▶ [WHAT TO WORK ON]:
[1] Update the rsync discussion from "That version has" to "the fairest response.", inclusive, replacing "backported" with "applied".
[2] In the rsync discussion, what did Ubuntu do instead of upgrading to a new version?

▶ [SELECTED PASSAGE]:
----

Nah, I skimmed TFA but then I went into the linked GH issues thread, and that's the one that scared me a bit. I just want to hold it for a while and not run into some of the things I'm reading since I'm on the latest ubuntu. Just a precaution.

I didn't have the time to actually think about any "arguments" at all tbh it's just a knee jerk reaction as I get ready to log off for the weekend. Not actually looking to argument for or against your post at all lol.

imurray•45m ago

That version has security fixes from the same day as the latest rsync release: https://ubuntu.com/security/notices/USN-8283-1

As usual, Ubuntu backported fixes and didn't upgrade to a new version. Whether or not they also backported regressions in edge cases that afflict the latest rsync, I don't know. Pinning the Ubuntu package may prevent getting further regressions, but is preventing you getting any future such backported security fixes.

scsh•52m ago

> It does not control for commit complexity, security intensity, or bug severity. It does not distinguish between a one-line typo fix and a CVE patch. It is a blunt instrument. But the critics' accusation is also blunt: "Claude is making things worse." A blunt instrument is the fairest response.

If by fairest you mean to say that this analysis and response is sufficient, then I'm sorry but I have to disagree. We really need to understand if the nature of the bugs are worse from a user's perspective. Even if the rate stayed unchanged, if the result is the perceived quality of the software declined then I would personally consider that worse, especially if I were a project maintainer.

That's not meant to be wholly dismissive either. But in general, I don't think quantitative analysis alone is enough to fully answer this type of question.

skeledrew•6m ago

But it is fair. Up to this point I have yet to see anyone say they did an analysis of the code and found X regressions of Y severity. All they say is "there are more bugs because LLM". This analysis, which you can verify yourself if you wish, says "the bugs [number of] are pretty average even with LLM", which is a direct response to that. If you'd like a more nuanced analysis you're welcome to do one and share the result, if you're so inclined.

----

▶ [INPUT DATA]:
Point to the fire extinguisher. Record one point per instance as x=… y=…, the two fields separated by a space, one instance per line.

----

▶ [WRITTEN RESPONSES]:
[1]
That version has security fixes from the same day as the latest rsync release: https://ubuntu.com/security/notices/USN-8283-1

As usual, Ubuntu applied fixes and didn't upgrade to a new version. Whether or not they also applied regressions in edge cases that afflict the latest rsync, I don't know. Pinning the Ubuntu package may prevent getting further regressions, but is preventing you getting any future such applied security fixes.

scsh•52m ago

> It does not control for commit complexity, security intensity, or bug severity. It does not distinguish between a one-line typo fix and a CVE patch. It is a blunt instrument. But the critics' accusation is also blunt: "Claude is making things worse." A blunt instrument is the fairest response.

[2] Ubuntu backported fixes.